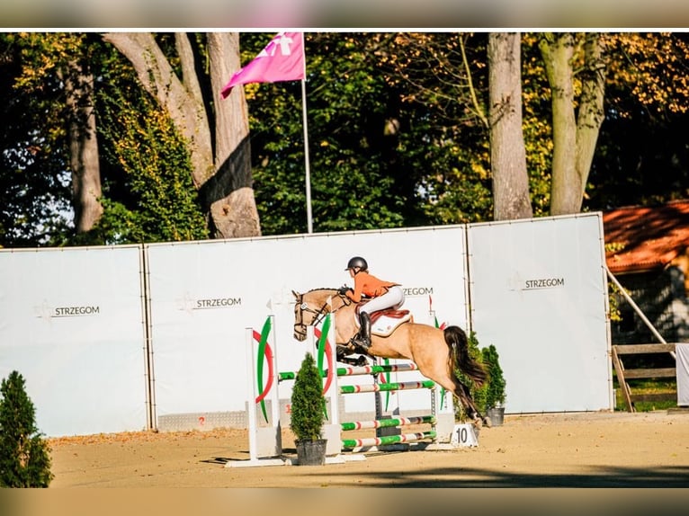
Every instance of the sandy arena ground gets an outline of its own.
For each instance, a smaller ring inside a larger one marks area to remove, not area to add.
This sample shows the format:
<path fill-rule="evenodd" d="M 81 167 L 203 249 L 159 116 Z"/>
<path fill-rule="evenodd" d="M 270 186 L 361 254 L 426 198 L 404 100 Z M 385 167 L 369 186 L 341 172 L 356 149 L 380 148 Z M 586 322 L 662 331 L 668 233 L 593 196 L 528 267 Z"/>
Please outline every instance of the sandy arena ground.
<path fill-rule="evenodd" d="M 296 457 L 287 431 L 282 442 Z M 51 488 L 689 487 L 686 411 L 507 415 L 480 431 L 476 448 L 322 467 L 225 467 L 249 458 L 246 431 L 230 429 L 49 443 Z"/>

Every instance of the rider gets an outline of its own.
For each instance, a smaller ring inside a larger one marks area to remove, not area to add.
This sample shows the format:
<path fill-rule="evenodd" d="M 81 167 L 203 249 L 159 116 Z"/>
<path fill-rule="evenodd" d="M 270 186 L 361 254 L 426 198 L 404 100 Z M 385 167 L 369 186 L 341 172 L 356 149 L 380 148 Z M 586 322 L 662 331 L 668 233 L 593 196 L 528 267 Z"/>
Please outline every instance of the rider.
<path fill-rule="evenodd" d="M 398 308 L 404 303 L 404 290 L 399 283 L 379 280 L 369 272 L 369 264 L 361 256 L 354 256 L 347 262 L 349 275 L 354 279 L 353 291 L 348 287 L 342 287 L 344 294 L 354 303 L 362 300 L 362 295 L 371 300 L 359 308 L 361 330 L 353 343 L 368 350 L 371 346 L 371 316 L 372 312 L 385 308 Z"/>

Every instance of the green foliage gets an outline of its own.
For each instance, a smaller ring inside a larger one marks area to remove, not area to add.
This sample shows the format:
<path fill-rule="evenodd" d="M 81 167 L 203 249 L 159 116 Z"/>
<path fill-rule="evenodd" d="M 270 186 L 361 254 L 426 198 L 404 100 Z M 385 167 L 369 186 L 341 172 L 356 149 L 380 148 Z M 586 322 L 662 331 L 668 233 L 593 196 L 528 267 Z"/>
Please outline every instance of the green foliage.
<path fill-rule="evenodd" d="M 455 375 L 460 380 L 469 387 L 471 397 L 481 414 L 486 410 L 495 408 L 505 404 L 506 398 L 506 382 L 499 363 L 499 356 L 495 345 L 481 348 L 476 332 L 470 332 L 467 335 L 468 350 L 470 356 L 480 362 L 488 373 L 488 378 L 484 384 L 478 387 L 471 379 L 460 370 L 455 370 Z M 462 406 L 457 407 L 457 419 L 462 421 L 466 414 Z"/>
<path fill-rule="evenodd" d="M 36 428 L 24 378 L 12 371 L 0 387 L 0 487 L 48 487 L 50 449 Z"/>
<path fill-rule="evenodd" d="M 38 39 L 0 34 L 0 245 L 4 247 L 57 245 L 70 231 L 64 102 L 56 77 L 45 76 L 40 68 L 52 66 L 56 56 L 35 44 Z"/>
<path fill-rule="evenodd" d="M 481 349 L 481 356 L 483 358 L 483 367 L 488 373 L 488 380 L 486 384 L 481 387 L 485 389 L 485 409 L 496 408 L 505 405 L 505 399 L 506 393 L 505 391 L 506 387 L 506 382 L 505 381 L 505 376 L 503 375 L 503 369 L 500 367 L 499 356 L 495 345 Z"/>
<path fill-rule="evenodd" d="M 87 238 L 101 244 L 207 238 L 189 152 L 171 119 L 125 77 L 113 76 L 99 98 L 103 154 L 112 165 L 103 167 L 104 213 Z"/>
<path fill-rule="evenodd" d="M 311 353 L 307 352 L 294 380 L 291 395 L 291 428 L 298 440 L 317 440 L 326 415 L 323 380 Z"/>

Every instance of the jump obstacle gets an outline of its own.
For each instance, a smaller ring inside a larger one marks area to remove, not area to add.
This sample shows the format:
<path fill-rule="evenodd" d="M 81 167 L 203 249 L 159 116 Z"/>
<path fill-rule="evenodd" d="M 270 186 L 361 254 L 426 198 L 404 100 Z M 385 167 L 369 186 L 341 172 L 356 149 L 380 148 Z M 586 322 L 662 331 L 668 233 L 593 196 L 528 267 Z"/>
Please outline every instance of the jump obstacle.
<path fill-rule="evenodd" d="M 280 422 L 280 396 L 278 385 L 282 381 L 293 380 L 297 371 L 277 372 L 277 354 L 274 338 L 274 316 L 269 316 L 259 334 L 246 328 L 246 362 L 250 370 L 249 393 L 254 396 L 247 403 L 249 430 L 249 459 L 228 461 L 226 467 L 247 466 L 291 465 L 295 461 L 285 458 L 282 452 Z M 322 329 L 322 331 L 321 331 Z M 333 346 L 335 343 L 334 318 L 328 316 L 321 329 L 308 328 L 308 339 L 312 352 L 324 377 L 324 397 L 327 400 L 327 423 L 323 428 L 323 437 L 327 440 L 327 464 L 342 463 L 346 460 L 362 460 L 365 456 L 359 453 L 343 455 L 343 450 L 353 452 L 371 450 L 409 449 L 414 444 L 424 449 L 448 449 L 456 447 L 452 441 L 454 409 L 452 396 L 441 393 L 441 387 L 432 380 L 380 383 L 378 376 L 391 372 L 417 370 L 413 362 L 400 364 L 378 364 L 372 366 L 341 367 L 336 366 Z M 318 340 L 317 340 L 318 338 Z M 271 347 L 270 343 L 273 343 Z M 267 383 L 264 385 L 264 367 L 268 366 Z M 330 371 L 335 371 L 331 374 Z M 339 386 L 338 378 L 361 375 L 375 375 L 372 385 Z M 390 393 L 408 389 L 429 389 L 431 393 L 431 414 L 402 417 L 383 415 L 380 393 Z M 347 394 L 374 393 L 375 419 L 340 423 L 339 396 Z M 271 415 L 268 417 L 265 406 L 270 401 Z M 263 424 L 259 424 L 259 412 Z M 401 427 L 407 425 L 430 424 L 431 430 L 412 433 L 401 433 Z M 376 437 L 363 439 L 343 439 L 342 432 L 375 429 Z M 430 442 L 429 442 L 430 441 Z M 474 442 L 474 444 L 476 444 Z"/>

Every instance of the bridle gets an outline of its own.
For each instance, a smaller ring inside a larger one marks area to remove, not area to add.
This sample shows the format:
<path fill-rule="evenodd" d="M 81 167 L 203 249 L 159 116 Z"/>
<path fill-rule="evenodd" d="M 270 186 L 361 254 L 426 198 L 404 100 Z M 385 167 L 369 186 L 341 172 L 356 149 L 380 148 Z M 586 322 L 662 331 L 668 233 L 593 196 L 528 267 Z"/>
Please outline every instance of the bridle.
<path fill-rule="evenodd" d="M 307 292 L 308 293 L 308 292 Z M 340 310 L 344 308 L 344 307 L 349 307 L 352 304 L 352 300 L 344 296 L 344 294 L 340 294 L 339 292 L 336 292 L 337 296 L 342 300 L 342 305 L 340 305 L 337 308 L 330 309 L 329 307 L 331 307 L 331 304 L 327 302 L 327 300 L 323 304 L 323 306 L 316 310 L 314 308 L 311 308 L 308 303 L 304 302 L 304 294 L 300 294 L 299 298 L 297 298 L 296 307 L 299 308 L 299 310 L 295 310 L 297 313 L 296 316 L 296 322 L 294 323 L 294 334 L 299 335 L 300 337 L 306 338 L 307 326 L 316 326 L 320 324 L 323 319 L 326 318 L 326 316 L 328 314 L 335 314 L 337 312 L 337 310 Z M 306 323 L 304 321 L 304 312 L 309 312 L 309 314 L 313 314 L 313 317 L 311 318 L 311 321 L 309 323 Z"/>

What the task requires:
Write out all the rows above again, replacing "instance" with "occurrence" and keeping everything else unchanged, but leave the pictures out.

The response:
Every occurrence of the sandy arena ground gets an outline of its own.
For each occurrence, a smaller ring inside a larger one marks area to remove, not area to add.
This sample shows the format:
<path fill-rule="evenodd" d="M 81 167 L 203 249 L 159 116 Z"/>
<path fill-rule="evenodd" d="M 270 186 L 361 254 L 426 198 L 404 100 Z M 385 167 L 369 186 L 341 172 L 356 149 L 380 148 Z M 586 322 L 662 331 L 668 233 L 593 196 L 528 267 Z"/>
Please outline every occurrence of the sandy arena ground.
<path fill-rule="evenodd" d="M 296 457 L 287 431 L 282 442 Z M 51 488 L 689 487 L 686 411 L 507 415 L 480 431 L 476 448 L 322 467 L 225 467 L 249 458 L 246 431 L 230 429 L 49 443 Z"/>

Every occurrence of the rider gets an outline of its own.
For each occurrence, a smaller ring inside a larger one marks area to remove, not area to add.
This sample shows the format:
<path fill-rule="evenodd" d="M 81 167 L 203 249 L 159 116 Z"/>
<path fill-rule="evenodd" d="M 270 186 L 361 254 L 426 198 L 404 100 Z M 385 167 L 369 186 L 341 172 L 356 149 L 380 148 Z M 586 322 L 662 331 L 668 233 L 593 196 L 528 267 Z"/>
Please outline every occurrence of the rider.
<path fill-rule="evenodd" d="M 398 308 L 404 303 L 404 290 L 399 283 L 379 280 L 369 272 L 369 264 L 361 256 L 354 256 L 347 262 L 349 275 L 354 279 L 353 291 L 348 287 L 342 287 L 344 294 L 354 303 L 362 300 L 362 295 L 371 300 L 359 308 L 361 330 L 353 343 L 368 350 L 371 346 L 371 316 L 372 312 L 385 308 Z"/>

Every occurrence of the green foliage gets an outline of its own.
For each occurrence, a smaller ring inside a larger one marks area to remove, not area to add.
This sample shows the format:
<path fill-rule="evenodd" d="M 81 167 L 203 249 L 159 116 Z"/>
<path fill-rule="evenodd" d="M 270 186 L 361 254 L 426 198 L 404 100 Z M 385 167 L 369 186 L 341 172 L 356 149 L 380 148 Z M 586 322 L 662 331 L 668 233 L 593 196 L 528 267 Z"/>
Please outline every occurrence of the green foliage.
<path fill-rule="evenodd" d="M 455 375 L 460 380 L 469 387 L 471 397 L 481 414 L 486 410 L 495 408 L 505 404 L 506 398 L 506 382 L 499 363 L 499 356 L 495 345 L 481 348 L 476 332 L 470 332 L 467 335 L 468 350 L 470 356 L 480 362 L 488 373 L 488 378 L 484 384 L 478 387 L 471 379 L 460 370 L 455 370 Z M 462 406 L 457 407 L 457 419 L 462 421 L 466 414 Z"/>
<path fill-rule="evenodd" d="M 36 428 L 24 378 L 12 371 L 0 387 L 0 487 L 48 487 L 50 449 Z"/>
<path fill-rule="evenodd" d="M 38 39 L 0 34 L 0 245 L 4 247 L 57 245 L 70 231 L 64 102 L 56 77 L 45 76 L 40 68 L 52 66 L 56 56 L 35 44 Z"/>
<path fill-rule="evenodd" d="M 481 349 L 481 356 L 483 358 L 483 367 L 488 373 L 488 380 L 486 384 L 481 387 L 485 389 L 485 409 L 496 408 L 505 405 L 505 399 L 506 393 L 505 391 L 506 387 L 506 382 L 505 381 L 505 376 L 503 375 L 503 369 L 500 367 L 499 356 L 495 345 Z"/>
<path fill-rule="evenodd" d="M 87 238 L 101 244 L 207 238 L 189 152 L 171 119 L 125 77 L 113 76 L 99 98 L 103 154 L 112 165 L 103 167 L 104 213 Z"/>
<path fill-rule="evenodd" d="M 311 353 L 307 352 L 294 380 L 291 395 L 291 428 L 298 440 L 317 440 L 326 415 L 323 380 Z"/>

Every occurrence of the jump obstacle gets an outline of its own.
For each occurrence, a smaller ring inside a larger one marks area to remove, not area to add.
This sample shows the format:
<path fill-rule="evenodd" d="M 81 167 L 203 249 L 159 116 Z"/>
<path fill-rule="evenodd" d="M 270 186 L 361 254 L 426 198 L 404 100 Z M 385 167 L 369 186 L 341 172 L 356 149 L 380 148 Z M 586 322 L 662 331 L 668 233 L 593 196 L 528 267 Z"/>
Please outline every occurrence of the jump obstacle.
<path fill-rule="evenodd" d="M 280 422 L 280 396 L 278 385 L 282 381 L 293 380 L 297 371 L 277 372 L 277 354 L 274 338 L 274 316 L 269 316 L 259 334 L 246 328 L 246 362 L 250 370 L 249 393 L 254 396 L 247 403 L 249 430 L 249 459 L 228 461 L 226 467 L 247 466 L 291 465 L 295 461 L 285 458 L 282 452 Z M 322 329 L 322 331 L 321 331 Z M 333 346 L 335 343 L 334 318 L 328 316 L 321 329 L 308 328 L 308 339 L 312 352 L 324 377 L 324 397 L 327 400 L 327 423 L 323 428 L 323 437 L 327 440 L 327 464 L 342 463 L 346 460 L 362 460 L 365 456 L 359 453 L 343 455 L 343 450 L 353 452 L 371 450 L 409 449 L 414 444 L 424 449 L 448 449 L 456 447 L 452 441 L 454 409 L 452 396 L 441 393 L 441 387 L 432 380 L 380 383 L 378 376 L 391 372 L 417 370 L 413 362 L 400 364 L 378 364 L 372 366 L 341 367 L 336 366 Z M 318 340 L 317 340 L 318 338 Z M 271 347 L 270 343 L 273 343 Z M 267 383 L 264 385 L 264 367 L 268 366 Z M 330 371 L 335 371 L 331 374 Z M 339 386 L 338 378 L 361 375 L 375 375 L 372 385 Z M 390 393 L 408 389 L 429 389 L 431 393 L 431 414 L 402 417 L 383 415 L 380 393 Z M 347 394 L 374 393 L 375 419 L 340 423 L 339 396 Z M 271 415 L 268 417 L 265 406 L 270 401 Z M 263 424 L 259 424 L 259 412 Z M 401 427 L 407 425 L 430 424 L 431 430 L 412 433 L 401 433 Z M 376 437 L 363 439 L 343 439 L 342 432 L 375 429 Z M 430 442 L 429 442 L 430 441 Z M 474 442 L 474 444 L 476 444 Z"/>

Every occurrence of the bridle gets an outline of its own.
For each occurrence, a smaller ring inside a larger one marks area to remove, not area to add.
This sample shows the format:
<path fill-rule="evenodd" d="M 81 167 L 203 249 L 159 116 Z"/>
<path fill-rule="evenodd" d="M 270 186 L 361 254 L 426 198 L 404 100 Z M 385 167 L 369 186 L 341 172 L 356 149 L 380 148 Z M 586 322 L 662 331 L 668 233 L 593 196 L 528 267 Z"/>
Please outline every occurrence of the bridle.
<path fill-rule="evenodd" d="M 307 292 L 308 293 L 308 292 Z M 340 310 L 344 308 L 344 307 L 349 307 L 352 304 L 352 300 L 344 296 L 344 294 L 340 294 L 339 292 L 336 292 L 337 296 L 342 300 L 342 305 L 340 305 L 337 308 L 330 309 L 329 307 L 331 307 L 331 304 L 327 302 L 327 300 L 323 304 L 323 306 L 316 310 L 314 308 L 311 308 L 308 303 L 304 302 L 304 294 L 300 294 L 299 298 L 297 298 L 296 307 L 299 308 L 299 310 L 295 310 L 297 313 L 296 316 L 296 322 L 294 323 L 294 334 L 299 335 L 300 337 L 306 338 L 307 326 L 316 326 L 320 324 L 323 319 L 326 318 L 326 316 L 328 314 L 335 314 L 337 312 L 337 310 Z M 306 323 L 304 321 L 304 312 L 309 312 L 309 314 L 313 314 L 313 317 L 311 318 L 311 321 L 309 323 Z"/>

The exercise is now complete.